* **What to do**:
Rewrite the data below with every occurrence of "even-odd rule" changed to "parity rule" and nothing else altered, and omit the pictures from your answer.
↓↓↓
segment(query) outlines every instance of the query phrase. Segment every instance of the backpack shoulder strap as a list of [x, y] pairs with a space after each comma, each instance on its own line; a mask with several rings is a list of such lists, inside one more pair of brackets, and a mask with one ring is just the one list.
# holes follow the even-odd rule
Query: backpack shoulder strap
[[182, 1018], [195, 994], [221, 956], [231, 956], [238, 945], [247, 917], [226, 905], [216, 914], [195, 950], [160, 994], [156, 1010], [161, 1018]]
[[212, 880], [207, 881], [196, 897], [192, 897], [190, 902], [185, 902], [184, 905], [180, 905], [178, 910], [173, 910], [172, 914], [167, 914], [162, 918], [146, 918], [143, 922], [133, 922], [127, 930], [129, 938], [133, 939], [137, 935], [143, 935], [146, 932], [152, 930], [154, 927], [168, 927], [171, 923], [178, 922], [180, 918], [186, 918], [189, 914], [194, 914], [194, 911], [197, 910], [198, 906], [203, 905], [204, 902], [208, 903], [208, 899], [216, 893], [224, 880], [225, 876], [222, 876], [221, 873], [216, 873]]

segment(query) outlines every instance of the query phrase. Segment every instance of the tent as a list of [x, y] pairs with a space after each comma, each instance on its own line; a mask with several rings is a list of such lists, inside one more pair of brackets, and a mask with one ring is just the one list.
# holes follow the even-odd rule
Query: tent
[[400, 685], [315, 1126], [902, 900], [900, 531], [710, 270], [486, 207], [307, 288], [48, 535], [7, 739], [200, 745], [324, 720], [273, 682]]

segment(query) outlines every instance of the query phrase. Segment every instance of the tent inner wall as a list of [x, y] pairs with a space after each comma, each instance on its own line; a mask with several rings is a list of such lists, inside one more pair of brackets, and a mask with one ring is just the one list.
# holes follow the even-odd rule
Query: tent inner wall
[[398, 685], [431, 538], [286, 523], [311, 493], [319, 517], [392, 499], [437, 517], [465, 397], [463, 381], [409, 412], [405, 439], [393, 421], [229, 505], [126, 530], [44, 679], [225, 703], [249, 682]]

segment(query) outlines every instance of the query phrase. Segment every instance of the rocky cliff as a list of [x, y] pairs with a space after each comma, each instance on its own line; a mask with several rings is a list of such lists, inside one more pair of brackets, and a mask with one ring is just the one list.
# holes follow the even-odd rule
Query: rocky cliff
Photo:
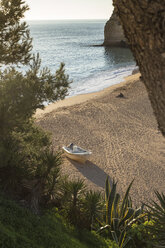
[[123, 28], [120, 24], [119, 17], [116, 11], [113, 11], [111, 18], [107, 21], [104, 28], [104, 46], [119, 46], [127, 47], [126, 38], [123, 33]]

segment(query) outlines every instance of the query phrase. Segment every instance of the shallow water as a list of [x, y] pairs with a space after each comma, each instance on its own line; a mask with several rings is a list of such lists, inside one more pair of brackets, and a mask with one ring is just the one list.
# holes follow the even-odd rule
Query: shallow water
[[104, 40], [106, 20], [29, 21], [34, 52], [42, 66], [56, 71], [60, 62], [73, 80], [70, 96], [104, 89], [122, 81], [135, 67], [126, 48], [97, 46]]

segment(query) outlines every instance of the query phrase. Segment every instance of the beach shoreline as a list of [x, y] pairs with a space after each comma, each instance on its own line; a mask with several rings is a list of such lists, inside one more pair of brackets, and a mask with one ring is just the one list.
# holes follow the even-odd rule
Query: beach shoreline
[[76, 96], [71, 96], [71, 97], [65, 98], [64, 100], [59, 100], [55, 103], [51, 103], [51, 104], [45, 106], [45, 108], [43, 110], [37, 109], [36, 114], [35, 114], [35, 118], [40, 119], [45, 114], [48, 114], [54, 110], [57, 110], [58, 108], [69, 107], [69, 106], [73, 106], [75, 104], [84, 103], [84, 102], [92, 100], [96, 97], [102, 97], [106, 93], [110, 93], [114, 90], [117, 90], [121, 87], [126, 86], [127, 84], [129, 84], [131, 82], [138, 80], [139, 77], [140, 77], [140, 73], [136, 73], [134, 75], [130, 75], [130, 76], [125, 77], [122, 82], [119, 82], [118, 84], [115, 84], [115, 85], [111, 85], [111, 86], [109, 86], [109, 87], [107, 87], [101, 91], [97, 91], [97, 92], [93, 92], [93, 93], [86, 93], [86, 94], [79, 94]]
[[[131, 189], [133, 203], [154, 199], [164, 192], [165, 140], [140, 74], [97, 93], [78, 95], [36, 113], [36, 124], [52, 135], [54, 150], [74, 143], [92, 151], [80, 164], [64, 157], [62, 175], [81, 178], [89, 189], [104, 190], [107, 176], [118, 191]], [[124, 97], [117, 97], [120, 93]]]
↑↑↑
* **Solution to this task**:
segment(query) outlines every instance of the query phrase. Segment every instance of the backpack shoulder strap as a list of [x, y] pairs with a space after each comma, each instance on its own line; a mask with several rings is a list of such lists, inside one more pair of brackets, and a mask with one ring is just the one list.
# holes follow the parity rule
Query: backpack shoulder strap
[[182, 1018], [195, 994], [221, 956], [231, 956], [238, 945], [247, 917], [226, 905], [216, 914], [195, 950], [160, 994], [156, 1010], [161, 1018]]
[[212, 880], [207, 881], [196, 897], [192, 897], [190, 902], [185, 902], [184, 905], [180, 905], [178, 910], [173, 910], [172, 914], [167, 914], [162, 918], [146, 918], [143, 922], [133, 922], [127, 930], [129, 938], [133, 939], [137, 935], [143, 935], [146, 932], [152, 930], [154, 927], [168, 927], [171, 923], [178, 922], [180, 918], [186, 918], [189, 914], [194, 914], [194, 911], [197, 910], [198, 906], [203, 905], [204, 902], [208, 903], [208, 899], [216, 893], [224, 880], [225, 876], [222, 876], [221, 873], [216, 873]]

segment(query) outlines every instance of the query phrase. Segment every instance of the tent as a list of [x, y] pairs with a space after each comma, each instance on its own line; a mask with several rings is a list of such lists, inside one more pair of brackets, and a mask with one ring is just the one list.
# holes follow the parity rule
Query: tent
[[400, 685], [315, 1126], [902, 900], [900, 531], [710, 270], [486, 207], [307, 288], [48, 535], [7, 739], [200, 745], [324, 720], [273, 682]]

segment(query) outlines every instance of the query phrase. Segment every instance of the tent inner wall as a list of [x, y] pairs with a space after each comma, each instance on its own line; a mask with several rings is a list of such lists, inside one more pair of brackets, and a mask with one ring is just the one list.
# holes follow the parity rule
Query: tent inner wall
[[398, 685], [431, 538], [286, 523], [311, 493], [319, 517], [392, 499], [437, 517], [465, 397], [463, 381], [409, 412], [405, 439], [393, 421], [229, 505], [126, 530], [44, 679], [225, 703], [249, 682]]

segment(query) outlines every instance of the query phrase. Segment every instance of the rocky cliff as a list of [x, y] pairs with a space after each comma, each instance on its own line; a mask with several rings is a list of such lists, inside one more pair of brackets, and a mask with one ring is just the one list.
# holes follow the parity rule
Query: rocky cliff
Photo:
[[123, 28], [120, 24], [119, 17], [116, 11], [113, 11], [111, 18], [107, 21], [104, 28], [104, 46], [119, 46], [127, 47], [126, 38], [123, 33]]

segment(query) outlines every instance of the query phrase. Segment every instance of the shallow water as a list of [x, y] pairs with a space after each comma, each instance on its own line; a mask with several rings is a list of such lists, inside one more pair of brackets, and a mask with one ring is just the one list.
# holes follow the parity rule
Query: shallow water
[[104, 40], [106, 20], [29, 21], [34, 52], [42, 66], [56, 71], [60, 62], [73, 80], [70, 96], [104, 89], [122, 81], [135, 67], [126, 48], [97, 46]]

segment(query) outlines every instance of the query phrase. Segment every instance of the beach shoreline as a list of [x, y] pairs with a space after each comma, each instance on its own line; a mask with several rings is a list of such lists, inside one more pair of brackets, and a mask with one ring is just the one list.
# holes follow the parity rule
Query: beach shoreline
[[76, 96], [71, 96], [71, 97], [65, 98], [64, 100], [59, 100], [55, 103], [51, 103], [51, 104], [45, 106], [45, 108], [43, 110], [37, 109], [36, 114], [35, 114], [35, 118], [40, 119], [45, 114], [48, 114], [54, 110], [57, 110], [58, 108], [69, 107], [69, 106], [73, 106], [75, 104], [84, 103], [84, 102], [92, 100], [96, 97], [102, 97], [106, 93], [110, 93], [114, 90], [117, 90], [121, 87], [126, 86], [127, 84], [129, 84], [131, 82], [138, 80], [139, 77], [140, 77], [140, 73], [136, 73], [134, 75], [130, 75], [130, 76], [125, 77], [122, 82], [119, 82], [118, 84], [115, 84], [115, 85], [111, 85], [111, 86], [109, 86], [109, 87], [107, 87], [101, 91], [97, 91], [97, 92], [93, 92], [93, 93], [86, 93], [86, 94], [79, 94]]
[[[131, 189], [133, 203], [154, 199], [164, 192], [165, 140], [140, 74], [97, 93], [78, 95], [36, 113], [36, 124], [52, 135], [54, 150], [74, 143], [92, 151], [80, 164], [64, 157], [62, 175], [81, 178], [89, 189], [104, 190], [107, 176], [118, 191]], [[124, 97], [117, 97], [120, 93]]]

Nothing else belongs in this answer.